### Exercise aim
Reproduce verbatim every line from the one containing "Where can you see the tree" up to and including the final line of the entries below, omitting the pictures.

## BEGIN Exercise input

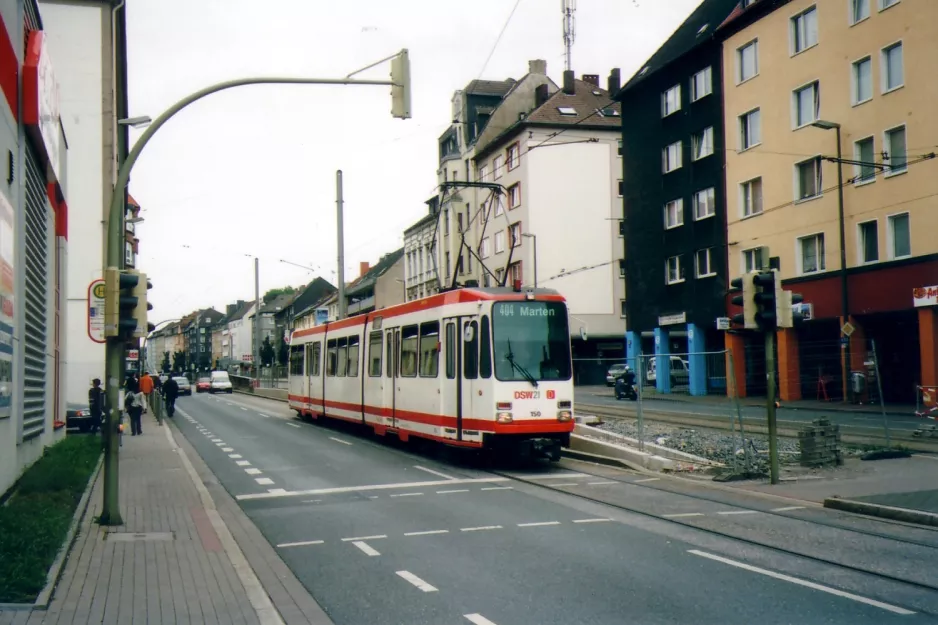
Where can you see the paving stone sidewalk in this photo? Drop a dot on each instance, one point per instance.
(175, 559)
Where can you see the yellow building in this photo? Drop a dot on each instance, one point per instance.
(798, 76)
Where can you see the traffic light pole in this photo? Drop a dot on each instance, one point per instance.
(114, 349)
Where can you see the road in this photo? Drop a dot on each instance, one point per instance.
(381, 534)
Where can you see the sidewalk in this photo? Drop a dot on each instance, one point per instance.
(185, 554)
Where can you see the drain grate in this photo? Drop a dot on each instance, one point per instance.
(130, 537)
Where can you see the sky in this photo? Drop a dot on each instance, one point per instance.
(250, 172)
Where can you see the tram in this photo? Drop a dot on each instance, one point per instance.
(473, 367)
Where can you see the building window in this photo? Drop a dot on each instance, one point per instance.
(671, 157)
(808, 184)
(703, 143)
(864, 169)
(674, 272)
(703, 261)
(747, 61)
(862, 80)
(869, 241)
(514, 156)
(804, 30)
(894, 144)
(751, 197)
(704, 204)
(893, 74)
(806, 103)
(701, 84)
(811, 253)
(859, 10)
(499, 241)
(900, 236)
(671, 101)
(674, 214)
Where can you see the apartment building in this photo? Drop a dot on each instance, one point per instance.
(799, 77)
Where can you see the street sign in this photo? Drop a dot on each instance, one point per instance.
(96, 311)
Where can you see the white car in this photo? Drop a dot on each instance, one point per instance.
(220, 382)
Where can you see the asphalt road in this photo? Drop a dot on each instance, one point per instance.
(381, 534)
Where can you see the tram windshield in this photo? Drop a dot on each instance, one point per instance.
(532, 341)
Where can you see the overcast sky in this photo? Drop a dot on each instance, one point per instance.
(251, 171)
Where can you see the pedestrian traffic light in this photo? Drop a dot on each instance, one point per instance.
(120, 303)
(400, 85)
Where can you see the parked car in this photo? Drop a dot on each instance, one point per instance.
(184, 387)
(614, 372)
(680, 371)
(220, 383)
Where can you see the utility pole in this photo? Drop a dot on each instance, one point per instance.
(343, 305)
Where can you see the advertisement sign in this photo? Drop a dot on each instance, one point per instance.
(96, 311)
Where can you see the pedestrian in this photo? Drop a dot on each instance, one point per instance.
(96, 402)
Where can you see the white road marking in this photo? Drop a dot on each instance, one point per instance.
(301, 543)
(802, 582)
(355, 489)
(436, 473)
(368, 549)
(416, 581)
(539, 524)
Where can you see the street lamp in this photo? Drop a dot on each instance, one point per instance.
(844, 302)
(533, 238)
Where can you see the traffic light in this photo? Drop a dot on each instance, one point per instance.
(120, 303)
(400, 87)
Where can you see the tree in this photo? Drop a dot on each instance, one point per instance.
(267, 352)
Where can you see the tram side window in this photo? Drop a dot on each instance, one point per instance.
(430, 349)
(331, 357)
(409, 335)
(470, 352)
(316, 352)
(374, 354)
(485, 352)
(353, 357)
(451, 351)
(296, 360)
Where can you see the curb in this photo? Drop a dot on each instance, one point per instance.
(918, 517)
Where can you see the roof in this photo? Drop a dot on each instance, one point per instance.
(696, 30)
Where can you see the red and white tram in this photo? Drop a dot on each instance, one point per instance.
(484, 368)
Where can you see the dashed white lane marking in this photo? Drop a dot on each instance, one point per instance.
(365, 547)
(416, 581)
(801, 582)
(303, 543)
(433, 472)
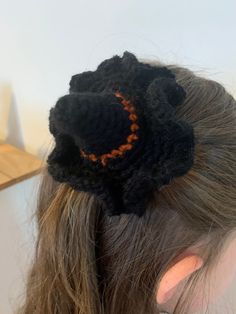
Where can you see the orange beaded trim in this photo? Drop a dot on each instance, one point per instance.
(132, 137)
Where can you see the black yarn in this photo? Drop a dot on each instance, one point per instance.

## END Exercise input

### The solution
Where can you see the tree in this photo? Drop a dot on each instance, one point per instance.
(267, 352)
Where can you see the tram side window in this photo? Drop a dot on each instance, one point per instance.
(430, 349)
(331, 357)
(409, 335)
(470, 352)
(316, 352)
(374, 354)
(485, 352)
(353, 357)
(451, 351)
(296, 360)
Where can you see the curb in this photo? Drop a dot on each instance, one point per instance.
(918, 517)
Where can you see the roof in this photo? Drop a dot on each instance, one point per instance.
(696, 30)
Where can you see the red and white tram in this photo? Drop a dot on each instance, one point per instance.
(484, 368)
Where can you see the dashed white lane marking in this photo? Drop a dot on each instance, one point per instance.
(365, 547)
(416, 581)
(801, 582)
(303, 543)
(433, 472)
Where can you see the orange beaded trim in this photo? Drop a dot on each instance, one point per instance.
(132, 137)
Where can you see the black yarn in this photo? Drop a dot on each instance, one point per instance.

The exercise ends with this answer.